-- Document text follows --

In the Big Apple, Autumn lies in a hospital bed, the clinic’s lights making her pale skin ghostly, as Hittman’s camera tracks the length of her body from her spread legs in stirrups up to her hand clutching a nurse’s above her head while dilators are inserted into her cervix. Following Autumn through all the fiddly prerequisites of accessing an abortion, Never Really Always Sometimes is not sidetracked by gynaecological detail as the focus is on emotional experience; it lingers on Autumn’s wincing face when she agrees to the procedure and the anaesthesia kicks in as her eyes drift shut. With the structural framing of a coming-of-age narrative, the film sees Autumn trading her safety in desperation for an abortion, stranded in a foreign city without parental or financial support. She’s so young, fighting for independence that she longs for but is terrified by.

Never Rarely Sometimes Always (2020)

Never Rarely Sometimes Always (2020)

-- Document text concluded --

- What is required:
Extend the film review with a further paragraph that follows on from its last lines. The records that follow come from a separate source and have no connection to the film review.

-- Record set follows --

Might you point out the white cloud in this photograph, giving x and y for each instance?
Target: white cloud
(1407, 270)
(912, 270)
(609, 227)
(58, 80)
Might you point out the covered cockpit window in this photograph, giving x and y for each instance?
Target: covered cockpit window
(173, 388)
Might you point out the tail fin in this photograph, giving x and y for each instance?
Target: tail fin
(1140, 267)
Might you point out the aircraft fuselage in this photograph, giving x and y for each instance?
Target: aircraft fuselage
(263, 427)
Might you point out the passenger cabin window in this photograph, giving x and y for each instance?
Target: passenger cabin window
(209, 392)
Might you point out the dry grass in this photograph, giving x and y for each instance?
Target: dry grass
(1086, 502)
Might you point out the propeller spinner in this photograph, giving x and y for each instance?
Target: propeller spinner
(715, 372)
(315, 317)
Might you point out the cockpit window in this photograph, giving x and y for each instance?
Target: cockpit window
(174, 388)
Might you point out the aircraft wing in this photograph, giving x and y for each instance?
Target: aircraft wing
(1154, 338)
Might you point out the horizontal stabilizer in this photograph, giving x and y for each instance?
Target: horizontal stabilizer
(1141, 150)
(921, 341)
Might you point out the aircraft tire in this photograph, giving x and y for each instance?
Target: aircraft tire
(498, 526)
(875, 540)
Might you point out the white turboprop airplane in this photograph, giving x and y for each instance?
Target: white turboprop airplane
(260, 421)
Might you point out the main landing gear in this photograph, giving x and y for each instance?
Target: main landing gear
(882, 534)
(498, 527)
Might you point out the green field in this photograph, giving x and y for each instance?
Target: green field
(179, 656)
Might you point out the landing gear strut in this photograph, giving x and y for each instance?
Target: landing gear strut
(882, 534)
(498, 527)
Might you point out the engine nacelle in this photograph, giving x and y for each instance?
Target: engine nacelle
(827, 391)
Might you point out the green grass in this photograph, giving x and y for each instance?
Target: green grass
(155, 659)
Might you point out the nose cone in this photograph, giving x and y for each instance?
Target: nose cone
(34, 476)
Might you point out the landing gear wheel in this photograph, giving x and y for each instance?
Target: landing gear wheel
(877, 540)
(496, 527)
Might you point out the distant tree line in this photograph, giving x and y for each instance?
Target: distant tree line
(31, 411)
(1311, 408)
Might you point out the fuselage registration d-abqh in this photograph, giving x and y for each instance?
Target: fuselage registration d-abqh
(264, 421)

-- Record set concluded --

- Answer box:
Diwan’s affecting Happening – based on Annie Ernaux’s memoir that shares her experience of trying to obtain an abortion so she could continue studying – also deals with unwanted pregnancy directly but eloquently. Set in 1963 France, Happening quickly establishes the threat of unsparing laws that would prosecute Anne (Anamaria Vartolomei) and anyone who helps her seek out or perform an abortion. Perched on a doctor’s examination bed, the 23-year-old suddenly looks like a fearful child. ‘It’s not fair,’ she says, her voice wavering and crystal blue eyes shimmering with fear. The result of this devastation is quiet, her solitude palpable. Anne is closed-off with her friends and silent in her classes, but never backtracks on her decision. For Anne, having a child would be too great a self-sacrifice; she chooses to risk her life by pursuing a clandestine, medically suspect abortion that, if successful, will grant her freedom. Happening, like all of these films, never judges its protagonist for that choice.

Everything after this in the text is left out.